►
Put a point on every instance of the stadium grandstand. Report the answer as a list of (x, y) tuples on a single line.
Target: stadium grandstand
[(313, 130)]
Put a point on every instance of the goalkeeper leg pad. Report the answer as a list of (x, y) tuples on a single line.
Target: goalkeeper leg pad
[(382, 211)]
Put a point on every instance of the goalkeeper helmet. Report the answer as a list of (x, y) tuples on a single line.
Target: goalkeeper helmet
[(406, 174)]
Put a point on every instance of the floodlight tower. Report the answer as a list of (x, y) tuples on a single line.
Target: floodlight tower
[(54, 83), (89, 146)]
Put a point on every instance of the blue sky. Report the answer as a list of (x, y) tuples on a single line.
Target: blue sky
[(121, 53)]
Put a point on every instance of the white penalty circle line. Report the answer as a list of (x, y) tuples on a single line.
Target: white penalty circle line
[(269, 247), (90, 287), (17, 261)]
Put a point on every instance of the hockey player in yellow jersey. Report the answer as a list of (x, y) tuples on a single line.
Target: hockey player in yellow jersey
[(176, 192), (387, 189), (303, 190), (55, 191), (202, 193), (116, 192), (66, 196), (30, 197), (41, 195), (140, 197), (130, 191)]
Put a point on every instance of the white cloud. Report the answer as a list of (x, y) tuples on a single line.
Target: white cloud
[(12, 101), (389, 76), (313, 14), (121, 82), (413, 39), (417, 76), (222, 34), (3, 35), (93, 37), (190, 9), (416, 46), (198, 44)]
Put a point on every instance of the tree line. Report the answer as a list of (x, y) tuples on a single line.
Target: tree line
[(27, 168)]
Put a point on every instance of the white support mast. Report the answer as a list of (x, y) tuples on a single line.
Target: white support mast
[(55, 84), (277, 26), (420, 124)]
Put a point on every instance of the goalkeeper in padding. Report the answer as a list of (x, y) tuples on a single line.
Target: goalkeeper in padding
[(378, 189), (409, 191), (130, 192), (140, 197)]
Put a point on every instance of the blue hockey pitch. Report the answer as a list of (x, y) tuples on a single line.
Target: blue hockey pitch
◄
### Stated problem
Retype all of the material above, line for line, without changing a single character.

### Reply
Put a point on every instance of the stadium grandstand. Report the answer as a list of (x, y) tuples on a single line.
Target: stadium grandstand
[(313, 130)]
Put a point on every instance of the goalkeeper leg pad. Report the answer as a list of (x, y) tuples on a single line.
Target: goalkeeper leg pad
[(382, 211)]
Put a point on every instance of the goalkeeper helmet. Report the answer as a list of (x, y) tuples on a single line.
Target: goalkeeper helmet
[(406, 174)]
Put a point on every instance of the floodlight tower. Report the answer as a list of (x, y) tuples on a single line.
Target: floodlight tower
[(54, 83), (89, 146)]
Put a point on every instance of the blue sky. Report the answer as a list of (x, y) tuples on a single line.
Target: blue sky
[(121, 53)]
Put a point on every instance of the white penalty circle line. Report the answer as a list of (x, y) tuples on a single line.
Target: white penalty circle line
[(269, 247), (90, 287), (17, 261)]
Put a point on every instance of the hockey player in yellow jersey. Report the answer as a list of (x, y) tuples on a single line.
Target: hockey player in yellow jersey
[(176, 192), (387, 189), (303, 190), (55, 191), (202, 193), (116, 192), (66, 196), (30, 197), (41, 195), (140, 197), (130, 191)]
Put a point on every instance of the white cloud. Report the answer as a list of (x, y) tuples on a single line.
Target: white cloud
[(12, 101), (389, 76), (313, 14), (121, 82), (413, 39), (417, 76), (222, 34), (3, 35), (93, 37), (190, 9), (416, 46), (198, 44)]
Put a point on every instance of the tree line. Report the answer as a list of (x, y) tuples on a single line.
Target: tree line
[(27, 168)]
Put a point on every instance of the white support mast. Report the answer as a list of (x, y) tuples on a single line.
Target: white support mast
[(55, 84), (277, 26), (420, 124)]
Put a point on every instance of the goalkeeper in padding. Report the answer as a list of (x, y) tuples on a single line.
Target: goalkeeper in padding
[(378, 189), (409, 191), (130, 192), (140, 197)]
Put a point on every instance of the blue hockey pitch. Report the answer as a list of (x, y) tuples on a single line.
Target: blue hockey pitch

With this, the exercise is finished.